» **What to work on**:
Copy each of the rows below word for word, leaving nothing out.

» **Data shown**:
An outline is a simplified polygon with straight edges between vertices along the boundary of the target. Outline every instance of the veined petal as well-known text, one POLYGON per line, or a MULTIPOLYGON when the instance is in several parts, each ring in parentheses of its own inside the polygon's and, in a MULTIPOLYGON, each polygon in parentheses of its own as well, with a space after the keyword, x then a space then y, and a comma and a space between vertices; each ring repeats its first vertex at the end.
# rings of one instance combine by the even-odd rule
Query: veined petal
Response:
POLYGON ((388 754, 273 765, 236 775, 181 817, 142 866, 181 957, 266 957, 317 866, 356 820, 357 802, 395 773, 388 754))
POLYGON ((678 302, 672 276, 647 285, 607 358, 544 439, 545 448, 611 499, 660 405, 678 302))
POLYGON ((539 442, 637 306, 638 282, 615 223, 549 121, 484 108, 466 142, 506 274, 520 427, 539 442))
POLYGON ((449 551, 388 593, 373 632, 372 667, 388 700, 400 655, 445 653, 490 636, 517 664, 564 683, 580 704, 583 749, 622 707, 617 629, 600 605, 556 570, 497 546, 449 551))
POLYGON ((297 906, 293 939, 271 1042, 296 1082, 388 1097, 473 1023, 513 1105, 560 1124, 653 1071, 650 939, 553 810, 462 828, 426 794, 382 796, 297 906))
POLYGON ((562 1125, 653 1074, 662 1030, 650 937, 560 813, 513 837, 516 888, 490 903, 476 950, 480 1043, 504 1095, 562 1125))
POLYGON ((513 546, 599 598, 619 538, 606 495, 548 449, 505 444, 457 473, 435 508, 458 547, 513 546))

» **Solution to the exercise**:
An outline is a simplified polygon with straight edges between vertices along the boundary of the target. Outline every instance of the veined petal as well-known text, one POLYGON per line, or a MULTIPOLYGON when the instance is in several parts, each ring in parentheses of its own inside the polygon's and, in a MULTIPOLYGON, each polygon in parentheses of its own as well, with a space after the keyword, x then a space then y, and a comma and a space between vertices; each ring repeats its first vertex at the end.
# rings of one instance combine by the even-odd rule
Query: veined petal
Response:
POLYGON ((388 754, 273 765, 236 775, 181 817, 142 866, 181 957, 266 957, 317 866, 356 820, 357 802, 395 773, 388 754))
POLYGON ((678 302, 672 276, 647 285, 607 358, 544 439, 545 448, 611 499, 660 405, 678 302))
POLYGON ((539 442, 637 306, 638 282, 615 223, 549 121, 484 108, 466 142, 506 274, 520 427, 539 442))
POLYGON ((449 551, 388 593, 373 632, 372 667, 388 700, 400 655, 445 653, 490 636, 517 664, 564 683, 580 704, 583 749, 622 707, 617 629, 600 605, 556 570, 497 546, 449 551))
POLYGON ((297 906, 293 939, 271 1042, 296 1082, 388 1097, 473 1023, 513 1105, 560 1124, 653 1071, 650 939, 553 810, 462 828, 426 794, 382 796, 297 906))
POLYGON ((562 1125, 653 1074, 662 1030, 650 937, 560 813, 513 837, 516 888, 490 903, 476 950, 480 1043, 504 1095, 562 1125))
POLYGON ((513 546, 599 598, 619 538, 606 495, 548 449, 505 444, 457 473, 435 508, 458 547, 513 546))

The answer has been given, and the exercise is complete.